-- BEGIN Passage --

Flats in the Redhill and Alexandra area. (Photo: Samuel Isaac Chua/EdgeProp)
SINGAPORE (EDGEPROP) - En bloc sales – whether for private condominium developments or HDB flats – will generally net homeowners certain benefits that come with the completion of a sale.
For condominium homeowners, this comes in the form of significant cash gains. For HDB homeowners, this may come in the form of a new flat and a refreshed 99-year lease, or cash to purchase a new unit elsewhere.
That said, the en bloc process differs when it comes to HDB flats and condominiums. Unlike condominium en bloc sales, where unit owners get to decide if they want to put up their condominium for sale, HDB flat owners will have to wait for the government’s selective en bloc redevelopment scheme (SERS) instead. (See: See potential condos with en bloc calculator)
“The one fundamental difference is that HDB flat owners have no ownership rights to the land, whereas condominium unit owners – whether it be a 99-year leasehold property or freehold – own a share of the land,” says Nicholas Mak, head of research & consultancy at ERA Realty Network. “That’s why condominium owners can vote to sell their property in a collective sale.”
Condominium en bloc sales are driven by the collective sale committee (CSC), with the members made up of owners in the development. “It is also dependent on the owners, where the majority [at least 80%] of them have to agree that they want to sell collectively,” says Lee Nai Jia, deputy director (business development and industry) at the Institute of Real Estate and Urban Studies at NUS. “The proceeds that you get from the collective sale will be more significant as the developer is paying based on potential redevelopment of the land.”
Meanwhile, SERS is more of a “top-down approach”, adds Lee of NUS, “where the government issues a notification that your block will be undergoing SERS. Then, it’s up to you to decide which option you want to go with.” They will be able to buy a new flat of a similar size in the new HDB development coming up. (See: Find HDB flats for rent or sale with our Singapore HDB directory)
For condominium en bloc sales, there is usually a premium for owners, whereas the compensation for SERS is based on the market value of the flat, points out Mark Yip, CEO of Huttons Asia.
Should you be hoping for your HDB flat to go en bloc, here are some things you should know.
The HDB’s selective en bloc redevelopment scheme or SERS
SERS refers to the government’s scheme to buy back HDB flats aged 50 years and above. The scheme was introduced by the government in August 1995 to bring “a new lease of life to some older estates”, according to the HDB website: https://www.hdb.gov.sg.
To Lee Sze Teck, senior director of research at Huttons Asia, SERS is a “good policy tool that ensures our housing stock is refreshed to account for changes in socio-demographic trends”.

-- END Passage --
-- BEGIN Information supplied --

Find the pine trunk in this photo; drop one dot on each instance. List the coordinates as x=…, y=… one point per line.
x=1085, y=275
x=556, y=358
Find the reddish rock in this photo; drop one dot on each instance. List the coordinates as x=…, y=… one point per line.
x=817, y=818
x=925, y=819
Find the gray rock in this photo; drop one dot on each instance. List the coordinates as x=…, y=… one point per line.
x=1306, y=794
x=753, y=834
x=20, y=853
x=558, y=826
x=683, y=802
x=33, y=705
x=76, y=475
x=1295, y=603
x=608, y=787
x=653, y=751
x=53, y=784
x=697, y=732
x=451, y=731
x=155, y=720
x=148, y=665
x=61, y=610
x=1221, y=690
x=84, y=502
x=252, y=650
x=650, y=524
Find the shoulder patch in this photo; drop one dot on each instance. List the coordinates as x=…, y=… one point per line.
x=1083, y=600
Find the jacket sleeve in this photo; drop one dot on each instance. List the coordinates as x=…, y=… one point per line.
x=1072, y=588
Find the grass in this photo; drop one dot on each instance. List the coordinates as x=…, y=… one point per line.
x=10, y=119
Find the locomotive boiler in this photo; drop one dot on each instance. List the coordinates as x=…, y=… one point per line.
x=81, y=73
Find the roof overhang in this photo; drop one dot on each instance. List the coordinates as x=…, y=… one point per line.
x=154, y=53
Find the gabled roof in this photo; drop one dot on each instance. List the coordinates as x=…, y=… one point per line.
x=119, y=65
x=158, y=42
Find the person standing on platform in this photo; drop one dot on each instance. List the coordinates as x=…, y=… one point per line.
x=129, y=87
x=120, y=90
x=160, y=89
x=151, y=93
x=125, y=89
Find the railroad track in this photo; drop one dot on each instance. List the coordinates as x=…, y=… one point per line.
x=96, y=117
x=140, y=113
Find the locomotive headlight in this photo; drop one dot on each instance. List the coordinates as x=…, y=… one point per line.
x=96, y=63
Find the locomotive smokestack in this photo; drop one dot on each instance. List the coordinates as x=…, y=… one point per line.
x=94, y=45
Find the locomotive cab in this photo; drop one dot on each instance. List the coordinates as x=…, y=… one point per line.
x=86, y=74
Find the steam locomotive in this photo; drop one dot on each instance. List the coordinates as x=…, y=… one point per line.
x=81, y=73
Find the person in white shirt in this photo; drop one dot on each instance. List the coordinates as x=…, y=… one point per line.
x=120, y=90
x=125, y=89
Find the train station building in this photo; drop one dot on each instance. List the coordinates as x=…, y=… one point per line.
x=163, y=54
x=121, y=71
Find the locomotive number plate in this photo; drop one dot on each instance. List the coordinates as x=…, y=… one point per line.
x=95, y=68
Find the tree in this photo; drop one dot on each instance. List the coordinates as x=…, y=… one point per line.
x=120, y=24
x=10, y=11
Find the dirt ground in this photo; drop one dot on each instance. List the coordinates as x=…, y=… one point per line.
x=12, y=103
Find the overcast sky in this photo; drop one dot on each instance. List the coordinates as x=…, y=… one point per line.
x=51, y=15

-- END Information supplied --

Complete the following:
#1 According to the en bloc article, in what month and year did the government introduce SERS?
#2 Say whether each statement agrees with the en bloc article, answering yes or no and quoting the deciding words: (a) At least 80% of condominium owners must agree to a collective sale. (b) HDB flat owners own a share of the land. (c) SERS compensation is based on the flat's market value.
The material has no connection to the en bloc article.

Responses:
#1 August 1995.

#2
(a) Yes: "the majority [at least 80%] of them have to agree that they want to sell collectively"
(b) No: "HDB flat owners have no ownership rights to the land"
(c) Yes: "the compensation for SERS is based on the market value of the flat"